Thursday, May 26, 2011
1) Foege, William H.. House On Fire: The Fight to Eradicate Smallpox. 2011. University of California Press. Hardbound: 218 pages. Price: $29.95 U.S.
SUMMARY: A story of courage and risk-taking, House on Fire tells how smallpox, a disease that killed, blinded, and scarred millions over centuries of human history, was completely eradicated in a spectacular triumph of medicine and public health. Part autobiography, part mystery, the story is told by a man who was one of the architects of a radical vaccination scheme that became a key strategy in ending the horrible disease when it was finally contained in India. In House on Fire, William H. Foege describes his own experiences in public health and details the remarkable program that involved people from countries around the world in pursuit of a single objective—eliminating smallpox forever. Rich with the details of everyday life, as well as a few adventures, House on Fire gives an intimate sense of what it is like to work on the ground in some of the world’s most impoverished countries—and tells what it is like to contribute to programs that really do change the world.
RECOMMENDATION: An interesting account on how smallpox was eradicated.
2) Lewis-Williams, David and Sam Chalis. Deciphering Ancient Minds: The Mystery of San Bushman Rock Art. 2011. Thames & Hudson. Hardbound: 224 pages. Price: $29.95 U.S.
SUMMARY: How did ancient peoples – those living before written records – think? This elegantly written, enlightening book demonstrates that the ‘prehistoric’ mind was as complex and sophisticated as our own.

(Data for review):
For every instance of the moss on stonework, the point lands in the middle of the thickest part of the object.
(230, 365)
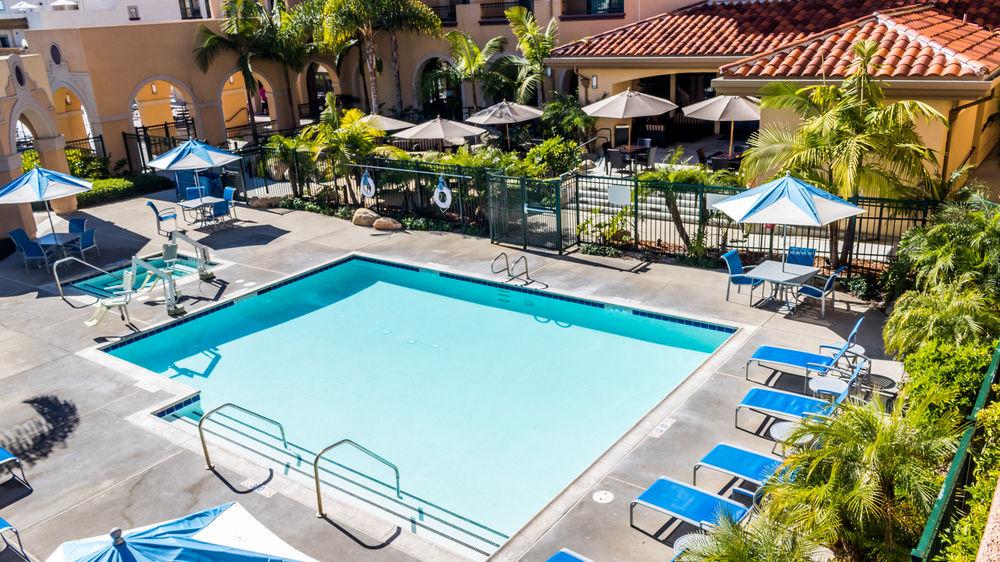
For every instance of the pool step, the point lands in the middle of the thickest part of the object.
(419, 516)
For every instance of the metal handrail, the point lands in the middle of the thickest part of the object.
(201, 429)
(319, 493)
(55, 271)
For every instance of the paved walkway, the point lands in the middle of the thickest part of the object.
(93, 469)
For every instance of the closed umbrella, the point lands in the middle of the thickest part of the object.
(725, 108)
(42, 185)
(505, 113)
(226, 533)
(627, 105)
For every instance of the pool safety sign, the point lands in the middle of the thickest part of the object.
(442, 195)
(367, 185)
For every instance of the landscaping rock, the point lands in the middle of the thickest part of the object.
(365, 217)
(386, 223)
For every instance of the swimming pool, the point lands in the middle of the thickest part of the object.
(490, 399)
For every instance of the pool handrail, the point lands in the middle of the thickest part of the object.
(376, 456)
(201, 429)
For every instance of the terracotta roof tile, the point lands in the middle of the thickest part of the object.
(914, 42)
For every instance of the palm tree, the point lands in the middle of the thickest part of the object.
(851, 141)
(534, 44)
(246, 33)
(872, 478)
(468, 64)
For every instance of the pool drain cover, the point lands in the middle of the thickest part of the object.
(603, 496)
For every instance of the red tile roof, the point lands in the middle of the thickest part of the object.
(914, 42)
(747, 27)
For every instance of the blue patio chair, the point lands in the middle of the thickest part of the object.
(821, 293)
(77, 225)
(686, 503)
(784, 357)
(797, 255)
(86, 242)
(30, 250)
(9, 460)
(567, 555)
(167, 214)
(737, 276)
(8, 529)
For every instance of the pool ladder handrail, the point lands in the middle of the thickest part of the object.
(201, 428)
(67, 259)
(319, 493)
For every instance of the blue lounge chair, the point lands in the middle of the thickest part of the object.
(686, 503)
(737, 276)
(30, 250)
(9, 460)
(8, 529)
(821, 293)
(783, 357)
(567, 555)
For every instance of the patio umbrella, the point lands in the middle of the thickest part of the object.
(504, 113)
(383, 123)
(42, 185)
(439, 129)
(725, 108)
(627, 105)
(226, 533)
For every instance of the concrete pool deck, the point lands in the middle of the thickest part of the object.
(93, 467)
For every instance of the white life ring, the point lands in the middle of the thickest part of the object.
(442, 195)
(367, 185)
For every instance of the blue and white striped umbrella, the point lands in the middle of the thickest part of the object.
(788, 201)
(192, 155)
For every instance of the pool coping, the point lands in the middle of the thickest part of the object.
(520, 540)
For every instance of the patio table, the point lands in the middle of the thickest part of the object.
(784, 278)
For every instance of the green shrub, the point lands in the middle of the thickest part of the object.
(956, 369)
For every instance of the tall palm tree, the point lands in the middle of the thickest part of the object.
(851, 141)
(534, 44)
(872, 478)
(469, 63)
(246, 33)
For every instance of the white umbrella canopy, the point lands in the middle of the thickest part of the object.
(629, 104)
(384, 123)
(725, 108)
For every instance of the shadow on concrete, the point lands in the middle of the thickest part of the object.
(35, 439)
(349, 534)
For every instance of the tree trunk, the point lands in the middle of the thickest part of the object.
(394, 42)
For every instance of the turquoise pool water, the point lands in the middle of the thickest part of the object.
(489, 400)
(106, 285)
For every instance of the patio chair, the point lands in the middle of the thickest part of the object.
(686, 503)
(737, 276)
(809, 362)
(86, 242)
(167, 214)
(797, 255)
(77, 225)
(8, 529)
(9, 460)
(30, 250)
(567, 555)
(821, 293)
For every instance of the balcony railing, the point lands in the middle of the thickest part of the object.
(495, 11)
(593, 7)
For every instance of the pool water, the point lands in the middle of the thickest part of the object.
(489, 400)
(108, 284)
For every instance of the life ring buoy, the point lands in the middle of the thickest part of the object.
(442, 195)
(367, 185)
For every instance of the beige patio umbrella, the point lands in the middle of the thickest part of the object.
(383, 123)
(627, 105)
(725, 108)
(440, 129)
(504, 113)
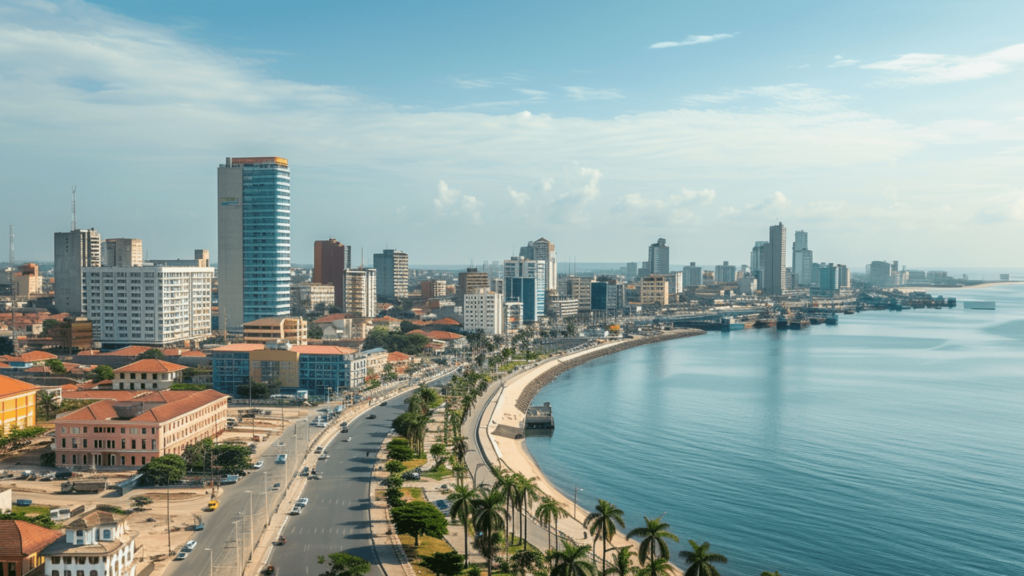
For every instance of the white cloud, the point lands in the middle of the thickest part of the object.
(940, 69)
(691, 40)
(582, 93)
(519, 198)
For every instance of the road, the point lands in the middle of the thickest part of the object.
(337, 518)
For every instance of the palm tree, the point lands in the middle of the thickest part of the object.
(701, 562)
(571, 561)
(548, 512)
(462, 509)
(622, 563)
(652, 535)
(602, 523)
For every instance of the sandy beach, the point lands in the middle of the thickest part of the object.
(513, 453)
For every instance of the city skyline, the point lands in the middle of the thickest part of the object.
(903, 142)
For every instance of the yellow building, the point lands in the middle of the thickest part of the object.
(17, 404)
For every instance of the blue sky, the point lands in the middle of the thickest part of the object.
(461, 130)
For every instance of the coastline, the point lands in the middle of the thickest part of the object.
(512, 453)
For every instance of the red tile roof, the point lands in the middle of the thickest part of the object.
(152, 365)
(19, 538)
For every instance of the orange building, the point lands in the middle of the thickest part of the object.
(17, 404)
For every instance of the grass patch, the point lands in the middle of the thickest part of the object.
(428, 546)
(32, 510)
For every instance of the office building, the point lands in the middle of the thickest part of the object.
(254, 240)
(472, 280)
(161, 306)
(692, 275)
(725, 273)
(120, 434)
(525, 282)
(483, 311)
(359, 292)
(773, 262)
(73, 251)
(122, 252)
(392, 274)
(657, 257)
(543, 250)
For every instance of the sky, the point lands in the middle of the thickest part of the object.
(457, 131)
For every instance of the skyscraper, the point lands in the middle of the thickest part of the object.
(73, 251)
(657, 257)
(122, 252)
(392, 274)
(254, 240)
(331, 259)
(773, 262)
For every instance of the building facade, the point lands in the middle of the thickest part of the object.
(254, 240)
(73, 251)
(161, 306)
(392, 274)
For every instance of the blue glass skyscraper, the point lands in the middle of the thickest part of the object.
(254, 248)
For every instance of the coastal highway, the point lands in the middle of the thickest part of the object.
(337, 518)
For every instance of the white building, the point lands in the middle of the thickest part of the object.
(160, 306)
(484, 311)
(98, 543)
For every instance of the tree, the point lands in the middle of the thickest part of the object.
(55, 366)
(462, 509)
(701, 561)
(418, 519)
(152, 354)
(622, 563)
(101, 372)
(652, 534)
(344, 565)
(47, 401)
(443, 564)
(571, 561)
(169, 467)
(602, 523)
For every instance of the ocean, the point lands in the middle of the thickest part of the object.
(891, 443)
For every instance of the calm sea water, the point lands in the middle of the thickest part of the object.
(890, 444)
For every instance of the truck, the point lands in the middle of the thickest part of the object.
(84, 486)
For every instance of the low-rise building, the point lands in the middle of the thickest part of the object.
(285, 328)
(97, 543)
(129, 434)
(148, 374)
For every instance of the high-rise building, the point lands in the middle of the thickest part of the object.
(692, 275)
(525, 281)
(657, 257)
(331, 259)
(147, 305)
(773, 262)
(725, 273)
(543, 250)
(359, 292)
(254, 240)
(392, 274)
(73, 251)
(483, 311)
(122, 252)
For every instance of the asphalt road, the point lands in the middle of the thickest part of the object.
(337, 518)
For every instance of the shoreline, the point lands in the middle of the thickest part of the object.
(513, 454)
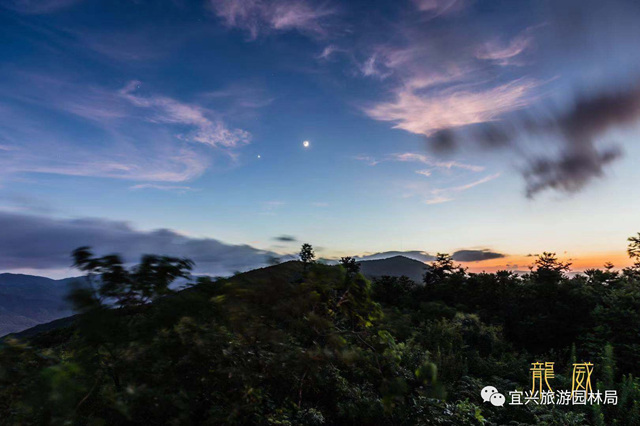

(Your task):
Pick up the book-review post after its last sentence, in the summary of the San Bushman rock art book, and write what comes next.

(Task response):
Researchers over the years have believed their modes of thought fundamentally different from ours. Along with the Aborigines of Australia, the San people of southern Africa – among the last hunter-gatherers on Earth – were viewed either as irrational fantasists or childlike, spiritual conservationists.
New research has overturned these misconceptions. Here, the great authority David Lewis-Williams and his colleague Sam Challis reveal how the rock paintings and engravings can be made to yield insights into San beliefs and ways of thought.
Comprehensive transcriptions, made in the nineteenth century, exist of interviews with San people who were shown copies of the art and gave their interpretations of them. Using these and the analogy of the Rosetta Stone with its parallel texts, the authors move between the rock art and the San texts, teasing out the subtle meanings behind them both. The picture that emerges is very different from past analysis: this art is not a naïve narrative of daily life but rather is imbued with power and religious depth.
RECOMMENDATION: For those with an interest in African prehistory.